Collection entries:
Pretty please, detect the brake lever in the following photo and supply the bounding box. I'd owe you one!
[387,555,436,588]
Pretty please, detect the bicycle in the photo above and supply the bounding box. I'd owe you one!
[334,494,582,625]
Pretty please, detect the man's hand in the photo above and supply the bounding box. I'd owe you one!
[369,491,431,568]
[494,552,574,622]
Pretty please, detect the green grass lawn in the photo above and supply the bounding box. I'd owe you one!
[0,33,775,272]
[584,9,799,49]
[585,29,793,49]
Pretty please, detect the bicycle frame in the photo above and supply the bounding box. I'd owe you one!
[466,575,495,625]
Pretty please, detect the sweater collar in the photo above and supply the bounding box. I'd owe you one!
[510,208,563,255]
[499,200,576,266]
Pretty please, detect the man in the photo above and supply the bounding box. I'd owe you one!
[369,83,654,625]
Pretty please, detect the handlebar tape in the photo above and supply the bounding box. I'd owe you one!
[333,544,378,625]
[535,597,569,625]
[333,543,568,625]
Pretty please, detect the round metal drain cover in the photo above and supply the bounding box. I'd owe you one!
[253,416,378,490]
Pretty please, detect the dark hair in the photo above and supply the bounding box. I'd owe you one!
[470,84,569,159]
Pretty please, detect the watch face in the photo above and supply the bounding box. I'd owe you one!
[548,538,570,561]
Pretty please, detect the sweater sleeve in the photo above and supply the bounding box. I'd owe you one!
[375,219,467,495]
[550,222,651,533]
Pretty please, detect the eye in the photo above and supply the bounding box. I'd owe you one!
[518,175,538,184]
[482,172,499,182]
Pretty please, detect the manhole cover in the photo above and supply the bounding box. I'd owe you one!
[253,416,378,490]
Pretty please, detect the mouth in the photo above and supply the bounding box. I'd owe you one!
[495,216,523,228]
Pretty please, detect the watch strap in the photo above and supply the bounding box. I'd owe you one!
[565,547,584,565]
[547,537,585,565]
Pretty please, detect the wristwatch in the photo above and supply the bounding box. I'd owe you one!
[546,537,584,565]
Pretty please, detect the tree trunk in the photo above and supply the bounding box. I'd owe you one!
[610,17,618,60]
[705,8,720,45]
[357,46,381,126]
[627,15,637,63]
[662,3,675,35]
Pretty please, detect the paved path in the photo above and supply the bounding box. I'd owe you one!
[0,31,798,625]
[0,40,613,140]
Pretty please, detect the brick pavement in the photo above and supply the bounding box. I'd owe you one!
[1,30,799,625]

## TASK ITEM
Each record is to be given again in full, exactly as it reads.

## SOLVED PROBLEM
Pretty please, detect the brake lever in the following photo and supply the bounding box. I'd owe you one!
[387,555,436,588]
Pretty please, detect the bicycle in the photo above and supply the bounding box. I'd owe you one!
[334,494,582,625]
Pretty please, detect the man's hand in the photo above and supply the bounding box. I'd owe you one!
[369,491,431,568]
[494,552,574,622]
Pretty please, detect the green grass lawn in the photo above and supply the bounding box. I'd owe you one!
[0,33,775,272]
[584,9,799,49]
[585,29,793,49]
Pretty please, detect the bicycle frame in the photo above and supply the bounding box. I'd owe you one!
[466,575,495,625]
Pretty please, detect the sweater collar in the photo above and supply the bounding box. I'd owe you one!
[510,208,563,255]
[499,200,576,266]
Pretty please, detect the man in the photo above and supply the bounding box. I'd owe you one!
[369,83,654,625]
Pretty please, detect the handlebar tape in the photo above and supply the bounding box. I'd owe you one!
[333,544,378,625]
[535,597,569,625]
[333,543,568,625]
Pretty please, detect the round metal drain cover in the photo above and supply the bounding box. I'd owe you one!
[253,416,378,490]
Pretty please, detect the dark hair in the photo above and supply the bounding box. I'd owe you one!
[470,84,569,159]
Pretty please, detect the watch face in the photo above and supply the bounding box. I'd owe you one!
[548,538,570,561]
Pretty please, detect the sweater sleeve in the photo above and supply the bounding box. I'd owe you one!
[375,219,467,495]
[550,222,651,533]
Pretty please, detect the eye in the photo above and supply the bounding box. I'd owe you one!
[518,175,538,184]
[482,172,499,182]
Pretty please, detect the manhole cover in the photo above and supply the bounding box. I'd owe you one!
[253,416,378,490]
Pretty please, detect the mouth in the photo above and supply the bounding box. I'd owe you one!
[495,216,523,228]
Pretty please, detect the watch strap in the photo above and supply the bounding box. I'd owe you one!
[565,547,584,565]
[547,537,585,565]
Pretty please, detect the wristwatch in the photo above and supply the bounding box. I'd owe you one!
[546,537,584,565]
Pretty please, detect the tree trunk in the photo above and supply the bounding box. I'd owe you one!
[610,17,618,60]
[705,8,720,45]
[357,46,381,126]
[627,15,637,63]
[662,3,675,35]
Pretty please, detect the paved path in the photo above and supply the bounding box. I'd owe you one!
[0,31,798,625]
[0,40,613,140]
Pretty please, detect the brick pavement in the photo above and supply the bounding box. I'd owe you one!
[1,30,799,625]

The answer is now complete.